▸ **Given problem**:
Copy the entries word for word from their first line through the line containing "Query: **nose**", including that line.

Stored dataset entries:
§

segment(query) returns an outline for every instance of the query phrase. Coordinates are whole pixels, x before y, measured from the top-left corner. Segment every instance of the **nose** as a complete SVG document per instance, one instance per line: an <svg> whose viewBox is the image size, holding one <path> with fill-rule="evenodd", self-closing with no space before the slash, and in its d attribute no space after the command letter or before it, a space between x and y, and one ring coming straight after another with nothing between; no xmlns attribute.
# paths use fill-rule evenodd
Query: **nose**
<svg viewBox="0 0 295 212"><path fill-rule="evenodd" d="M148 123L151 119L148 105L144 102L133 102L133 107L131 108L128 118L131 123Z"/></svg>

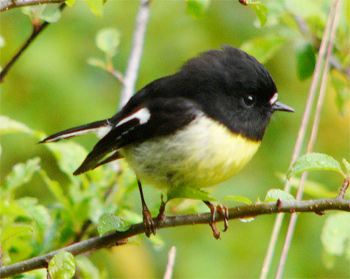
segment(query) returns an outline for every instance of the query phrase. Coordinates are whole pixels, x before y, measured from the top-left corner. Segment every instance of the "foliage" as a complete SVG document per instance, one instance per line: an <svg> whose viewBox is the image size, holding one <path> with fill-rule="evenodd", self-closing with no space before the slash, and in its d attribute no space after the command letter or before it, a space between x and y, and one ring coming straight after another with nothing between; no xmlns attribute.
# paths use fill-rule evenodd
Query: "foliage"
<svg viewBox="0 0 350 279"><path fill-rule="evenodd" d="M108 3L110 6L112 4L111 2L112 1ZM209 0L188 0L186 1L186 11L192 17L196 18L197 22L205 24L205 18L210 16L211 8L215 5L214 2L215 1ZM243 42L241 44L241 48L246 50L248 53L254 55L259 61L261 61L264 64L271 63L271 61L273 61L274 58L280 57L278 56L278 54L281 52L284 53L284 55L286 55L288 51L288 55L295 57L296 64L295 67L289 68L289 73L295 73L300 80L307 82L308 78L313 74L314 71L315 57L317 56L319 43L323 35L326 15L329 12L329 1L298 1L297 5L295 5L295 1L293 0L265 1L265 5L257 1L241 2L245 2L245 4L248 5L247 10L245 10L247 11L247 13L249 13L250 10L255 12L255 16L257 18L255 26L264 27L259 29L257 35L255 36L247 36L247 39L245 39L244 36L243 38L240 38L240 40ZM79 3L75 3L74 0L66 1L66 3L70 6L79 5ZM104 1L86 0L85 3L87 3L88 7L94 14L100 17L102 16ZM236 7L234 6L235 4L236 3L234 3L233 1L232 3L230 3L231 7ZM348 4L344 5L347 5L346 7L348 7ZM76 7L74 9L76 9ZM34 26L37 26L37 24L42 21L57 22L61 18L61 14L58 12L55 6L51 5L41 5L39 7L26 7L23 9L23 13L29 16ZM176 15L176 17L177 16L178 15ZM221 17L221 14L215 16ZM227 16L227 18L229 17L231 17L231 15ZM113 22L114 20L117 19L113 18ZM125 18L123 18L122 20L125 21ZM176 18L176 20L178 19ZM222 20L225 20L224 16ZM343 114L346 112L346 105L349 103L348 101L350 99L349 79L347 78L345 71L347 63L349 61L349 43L348 40L346 40L348 35L348 20L348 17L341 18L341 24L338 30L338 39L335 41L335 52L333 56L333 61L335 61L336 63L334 65L334 68L330 72L330 79L328 84L330 93L333 93L333 96L335 96L335 103L338 107L338 110ZM83 22L83 19L80 19L80 21ZM168 21L167 17L165 18L164 22L166 21ZM204 28L209 29L209 25L203 26ZM67 30L74 29L72 25L70 25L69 28ZM204 28L201 29L202 34L205 34ZM190 32L192 32L190 28L188 29ZM123 59L125 59L125 57L123 58L121 51L119 51L119 48L124 48L123 44L121 44L121 34L123 34L124 36L126 34L125 31L123 33L118 30L116 28L108 27L103 28L96 33L96 46L99 50L101 50L104 53L105 58L89 58L88 63L93 66L102 68L103 70L111 73L113 76L116 76L121 81L122 75L118 70L115 69L120 67L120 60L123 61ZM189 36L186 35L186 31L188 30L181 31L181 35L184 35L184 38L187 38L188 41L190 41L188 38L191 38L192 36L194 38L198 38L195 37L198 36L197 34L191 33ZM216 33L219 32L216 30L215 34ZM77 36L79 35L77 34ZM88 37L89 40L92 41L92 37L93 35L90 34L90 37ZM158 33L156 37L159 38ZM0 46L3 45L4 40L2 38L3 37L0 37ZM6 42L8 44L8 38L4 38L6 38ZM78 38L82 42L85 42L85 39L83 39L82 37ZM174 42L173 49L176 50L178 45L186 45L187 51L187 49L190 48L190 46L187 45L189 43L185 39L184 41L182 41L181 38L178 34L176 39L177 44L175 44ZM210 39L214 40L213 38L214 36L210 37ZM166 38L162 38L162 40L167 41ZM205 42L207 41L208 40L206 40ZM235 42L238 43L240 41ZM156 50L157 45L160 44L159 39L154 40L154 42L152 43L152 49ZM222 41L220 41L220 43L222 43ZM46 48L48 49L47 46ZM87 49L90 52L93 51L91 48ZM44 53L44 51L42 52ZM158 65L155 66L154 64L152 64L158 63L158 60L160 60L159 57L155 57L155 54L157 56L160 55L156 51L152 51L152 59L148 58L147 60L146 57L146 61L153 61L147 63L153 66L153 71L155 71L154 69L158 70L161 68L161 66L158 67ZM68 55L70 55L70 53L67 53L67 56ZM89 57L90 55L91 53L84 52L82 61L86 60L86 57ZM169 59L171 55L171 51L169 51L167 53L166 59ZM118 61L116 61L115 57L118 57ZM39 55L35 58L40 60ZM177 59L178 57L175 60ZM168 60L166 60L164 63L166 63L167 61ZM45 63L39 63L39 65L41 65L40 67L43 67ZM32 64L31 66L33 66L33 73L35 73L35 65ZM170 66L167 65L167 67ZM30 71L32 71L31 67ZM76 70L74 69L74 71ZM80 83L86 83L87 86L83 87L83 89L79 89L76 91L82 91L85 95L86 88L89 85L95 86L94 83L96 83L96 87L100 86L102 88L106 86L103 83L99 83L100 80L93 79L94 75L98 75L96 73L97 71L93 72L93 75L85 77L84 74L86 73L83 71L81 74L84 77L82 78ZM150 78L154 78L154 76L156 76L157 74L157 72L153 72L151 75L152 77ZM56 72L55 75L57 75ZM103 79L101 78L101 76L99 77L100 79ZM62 84L65 84L66 82L68 82L68 80L69 78L66 78L66 80L62 80ZM74 86L67 86L61 88L61 91L65 91L68 87L75 88ZM102 90L103 88L101 89L101 92ZM44 90L39 89L38 91ZM72 92L69 90L67 91ZM108 89L105 89L105 91L108 91ZM63 94L65 93L62 93L62 96L60 95L60 101L62 101L62 105L64 99L69 99L66 95ZM54 96L54 94L52 95ZM80 97L78 98L79 102L82 100L82 96L83 95L80 95ZM296 95L293 96L295 96L295 99L303 98L303 95L298 95L298 93L296 93ZM61 103L56 101L57 100L54 99L55 106L53 106L54 109L52 110L70 111L67 108L61 107ZM74 115L74 113L76 113L77 110L80 111L76 108L76 106L79 105L79 102L71 102L70 105L75 106L72 115ZM108 103L110 102L108 101ZM112 105L114 107L116 106L115 104ZM40 107L41 106L42 104L40 104ZM96 105L96 109L97 107L100 106ZM41 109L44 108L41 107ZM106 109L104 106L104 115L105 110ZM35 112L33 112L32 114L36 115ZM52 111L50 111L50 115L48 114L48 117L51 117L51 114L53 114ZM14 115L14 113L11 114L13 118L20 119L20 117ZM75 116L72 115L70 115L70 121L73 118L75 118ZM60 125L62 124L61 121L63 122L65 117L66 116L62 116L62 119L59 119ZM34 121L28 120L26 122L33 123L35 121L36 118ZM57 125L57 123L57 120L56 122L52 121L50 123L50 126ZM66 124L67 123L65 123L64 125ZM31 126L33 125L31 124ZM39 125L39 127L42 126ZM35 141L39 141L45 136L43 132L31 129L27 125L12 120L8 117L1 117L0 133L6 136L11 134L16 136L24 134L30 139L35 139ZM279 132L275 132L275 134L278 133ZM291 134L289 134L289 137L290 136ZM7 146L5 147L7 148ZM13 146L11 148L14 149ZM0 188L0 241L2 243L3 259L5 264L17 262L20 260L27 259L29 257L47 253L49 251L64 247L75 241L79 241L87 237L103 235L111 230L123 231L128 228L129 224L136 223L142 220L142 216L139 214L140 211L137 208L135 208L136 203L133 199L133 194L134 192L136 192L134 190L136 189L137 184L134 179L133 173L130 170L128 170L127 166L125 166L123 163L104 166L87 174L84 174L80 177L75 177L72 175L72 172L79 165L82 158L84 158L84 156L87 153L83 145L78 144L74 141L67 141L62 143L48 144L45 145L45 148L47 148L50 154L53 155L59 168L60 174L64 176L63 179L58 179L56 177L53 179L52 169L43 168L43 166L45 165L44 160L47 160L47 158L39 159L37 155L35 155L34 158L33 156L31 156L29 157L30 159L23 159L24 162L16 163L12 167L12 170L8 174L6 174L6 176L5 174L3 174L5 179L3 180ZM270 165L273 161L279 160L277 156L271 154L274 153L273 151L274 150L270 152L269 156L271 158L272 156L274 156L274 159L264 159L263 163L258 164L258 168L261 168L266 171L264 165ZM343 152L343 154L346 154L346 152ZM280 157L283 156L280 155ZM325 163L319 164L320 161ZM309 154L297 160L296 165L294 165L292 169L288 172L288 177L290 178L293 175L297 175L303 171L310 170L332 170L342 174L343 176L349 175L349 163L345 159L343 161L343 165L345 166L345 171L341 168L341 165L337 161L335 161L328 155ZM250 169L250 171L254 170ZM259 171L256 170L256 172ZM248 175L247 181L250 176L251 175ZM261 181L264 182L264 177L267 175L262 172L260 174L257 173L257 176L260 176ZM39 180L49 192L50 196L47 202L44 202L36 197L29 197L26 194L21 194L25 190L27 190L26 187L28 185L36 184ZM252 184L259 182L260 180L250 181L250 183ZM291 183L293 187L297 188L297 185L299 185L299 179L293 177L291 178ZM337 192L335 190L329 189L328 185L326 185L327 183L321 184L319 182L309 180L305 185L305 193L313 198L336 196ZM280 185L278 185L278 187L279 186ZM275 187L275 185L271 186L271 188ZM241 188L249 187L243 187L242 185ZM238 191L237 188L234 189L234 191ZM257 189L252 191L251 189L249 189L247 191L250 192L243 192L243 194L246 194L247 196L249 195L250 197L232 196L227 194L225 194L225 196L227 197L228 201L233 200L234 202L253 204L252 199L257 199L256 197L258 196L258 194L256 192L258 192L259 190ZM349 192L347 192L347 198L348 193ZM184 193L180 191L178 193L173 193L173 195L174 197L188 197L191 195L194 195L197 198L211 197L208 193L205 192ZM251 198L251 196L253 198ZM276 201L278 199L289 200L293 199L293 196L279 189L272 189L268 191L263 202ZM257 202L259 203L261 201L257 199ZM194 203L191 203L189 205L189 203L186 202L175 201L169 205L169 211L174 211L175 214L177 214L178 212L198 211L196 206L197 205ZM154 205L151 208L151 211L156 212L157 209L158 204ZM329 216L327 215L327 219L322 229L322 235L320 230L316 231L316 234L318 233L318 235L321 235L322 245L324 249L324 264L328 268L332 268L336 265L335 257L340 257L344 255L345 258L349 259L349 234L347 234L349 228L346 225L346 223L348 223L348 216L349 214L347 213L336 213L330 214ZM252 218L249 219L249 221L251 220ZM91 222L91 225L86 226L86 224L89 224L89 222ZM268 229L271 226L268 222L266 222L266 224L261 225L266 226L265 229ZM249 228L247 228L247 230L254 231ZM263 230L264 227L259 228L259 231ZM308 230L310 230L310 228L308 228ZM238 229L238 232L239 231L240 229ZM240 235L241 234L242 233L240 233ZM260 233L258 235L260 236ZM174 241L176 237L175 233L172 233L171 237L171 241ZM196 236L196 238L198 239L200 237L201 236ZM186 242L184 238L185 237L181 235L181 241L179 241L179 243L185 243L186 249L190 250L192 246L194 247L193 249L197 249L196 245L189 245L192 243ZM137 239L137 241L140 242L139 239ZM163 247L165 245L162 242L160 236L158 235L157 237L152 237L150 241L153 247L156 248ZM243 239L241 242L243 243L245 241L246 239ZM238 251L238 247L236 247L237 242L238 241L235 242L235 247L232 250ZM319 240L317 239L316 246L318 244ZM256 246L258 245L260 244L256 243ZM207 257L204 258L204 255L208 254L204 253L204 251L206 251L205 249L212 249L211 247L211 243L206 243L206 247L200 247L198 250L203 252L200 252L200 254L197 254L196 257L191 258L192 265L195 265L196 261L198 261L200 263L200 266L202 266L203 260L207 260ZM258 251L258 248L254 247L254 251ZM225 256L225 258L228 257ZM237 261L240 261L240 264L244 264L244 262L242 262L243 260L244 259L238 259L237 257ZM184 261L186 262L186 260ZM249 266L251 266L251 264L252 263L250 259ZM89 278L89 276L90 278L107 277L106 271L103 270L103 268L100 268L98 264L96 264L96 261L91 260L88 256L79 256L75 259L72 259L71 255L69 254L57 255L57 257L50 262L49 271L51 277L60 277L61 275L55 273L54 270L56 269L56 271L61 271L62 268L60 267L66 266L67 269L63 269L63 271L67 272L68 275L66 276L67 278L70 278L73 276L72 271L75 270L75 265L77 266L79 275L83 278ZM40 271L34 271L30 274L32 278L42 278L43 276L45 276L45 273ZM252 276L252 274L248 274L249 276Z"/></svg>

§

▸ **Response to this task**:
segment(query) returns an outline for every instance of the query phrase. Coordinates are whole pixels, x before y, measured from the top-left corner. Segment every instance of the **nose** as a complete SVG document per instance, one instance per line: an <svg> whose viewBox is the image size, holding one <path> with fill-rule="evenodd", self-closing with no space before the slash, and in its d attribute no space after the command letter or before it, a space between x and y, and one ring coming straight after another with nothing between; no xmlns attribute.
# paths use fill-rule evenodd
Query: **nose**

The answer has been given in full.